───── Texto fornecido

A sessão Debates da Revista Percurso, no intuito de fazer ressoar tais diálogos e interrogações, convidou colegas de ambas as áreas para pensar e escrever a respeito.


MARIE CHRISTINE LAZNIK [2]

Pesquisas recentes no campo do autismo têm permitido à Psicanálise a abertura de um debate muito promissor com áreas vizinhas, seja porque este confronto exige formulações e explicações que possam ser compreendidas e partilhadas, seja porque admite, no campo da psicanálise, uma colaboração com estas disciplinas (muitas vezes necessária) para uma compreensão mais ampla dessa patologia. Assim como não há tema psicopatológico contemporâneo que possa deixar de lado a discussão com as neurociências e a genética, os neurocientistas mais avançados têm deparado com um funcionamento cerebral extremamente complexo, que os instiga a buscar respostas também no campo da psicanálise. Ainda que não se possa reduzir a subjetividade à genética ou à neurociência, é possível saber, por exemplo, que tipo de condição subjetiva participou para que aquele cérebro pudesse ter tido aquele tipo de alteração.

──────────
───── Trecho de dados

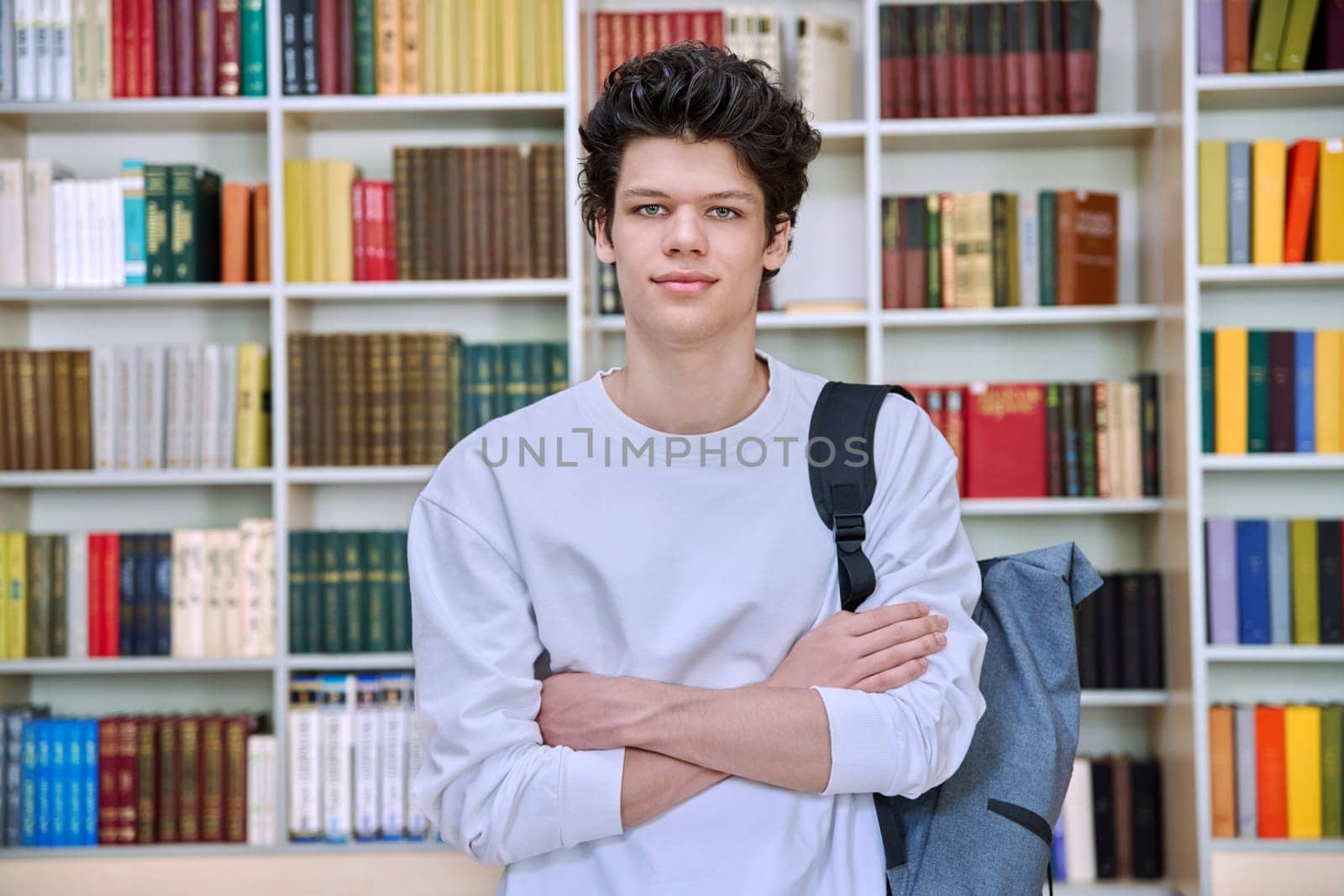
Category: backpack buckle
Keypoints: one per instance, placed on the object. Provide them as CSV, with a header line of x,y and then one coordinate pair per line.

──────────

Tarefa
Diga se cada afirmação abaixo concorda com o texto fornecido, respondendo sim ou não e citando literalmente as palavras do texto que decidem o caso. (a) A sessão Debates da Revista Percurso convidou colegas de ambas as áreas para pensar e escrever sobre o tema. (b) Segundo o texto, a subjetividade pode ser reduzida à genética ou à neurociência. (c) Os neurocientistas mais avançados têm deparado com um funcionamento cerebral simples. Os dados não têm relação com o texto fornecido.

Resolução
(a) Sim: "convidou colegas de ambas as áreas para pensar e escrever a respeito".
(b) Não: "Ainda que não se possa reduzir a subjetividade à genética ou à neurociência".
(c) Não: "têm deparado com um funcionamento cerebral extremamente complexo".